Each line of the listing below must be set down exactly.

————————

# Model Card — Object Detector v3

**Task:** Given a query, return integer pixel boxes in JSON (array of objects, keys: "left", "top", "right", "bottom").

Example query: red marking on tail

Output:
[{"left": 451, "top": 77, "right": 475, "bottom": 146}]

————————

ANSWER BOX
# Model Card — Object Detector v3

**Task:** Given a query, return integer pixel boxes in JSON (array of objects, keys: "left", "top", "right", "bottom").

Example query: red marking on tail

Output:
[{"left": 451, "top": 77, "right": 475, "bottom": 146}]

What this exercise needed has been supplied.